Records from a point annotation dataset

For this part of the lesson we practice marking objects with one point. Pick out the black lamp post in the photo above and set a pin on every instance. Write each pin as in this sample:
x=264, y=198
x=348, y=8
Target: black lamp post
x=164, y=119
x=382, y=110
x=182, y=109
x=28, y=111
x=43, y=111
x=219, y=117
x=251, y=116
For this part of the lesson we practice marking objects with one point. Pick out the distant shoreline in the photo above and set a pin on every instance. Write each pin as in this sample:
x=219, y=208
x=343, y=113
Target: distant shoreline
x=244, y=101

▶ [REQUIREMENT]: Copy all of the material above, line for line, without changing anything.

▶ [EXERCISE SOLUTION]:
For this part of the lesson we practice marking objects with one point. Pick out the black lamp post in the photo above and set a pin on every instance. Write each pin as in this sample:
x=264, y=198
x=348, y=8
Target: black lamp post
x=164, y=119
x=382, y=110
x=182, y=109
x=28, y=111
x=43, y=111
x=219, y=117
x=251, y=116
For this part of the lesson we practice marking objects with one point. Pick out the distant shoreline in the photo above and set a pin on every instance. Write each pin as in this sample:
x=219, y=208
x=343, y=113
Target: distant shoreline
x=244, y=101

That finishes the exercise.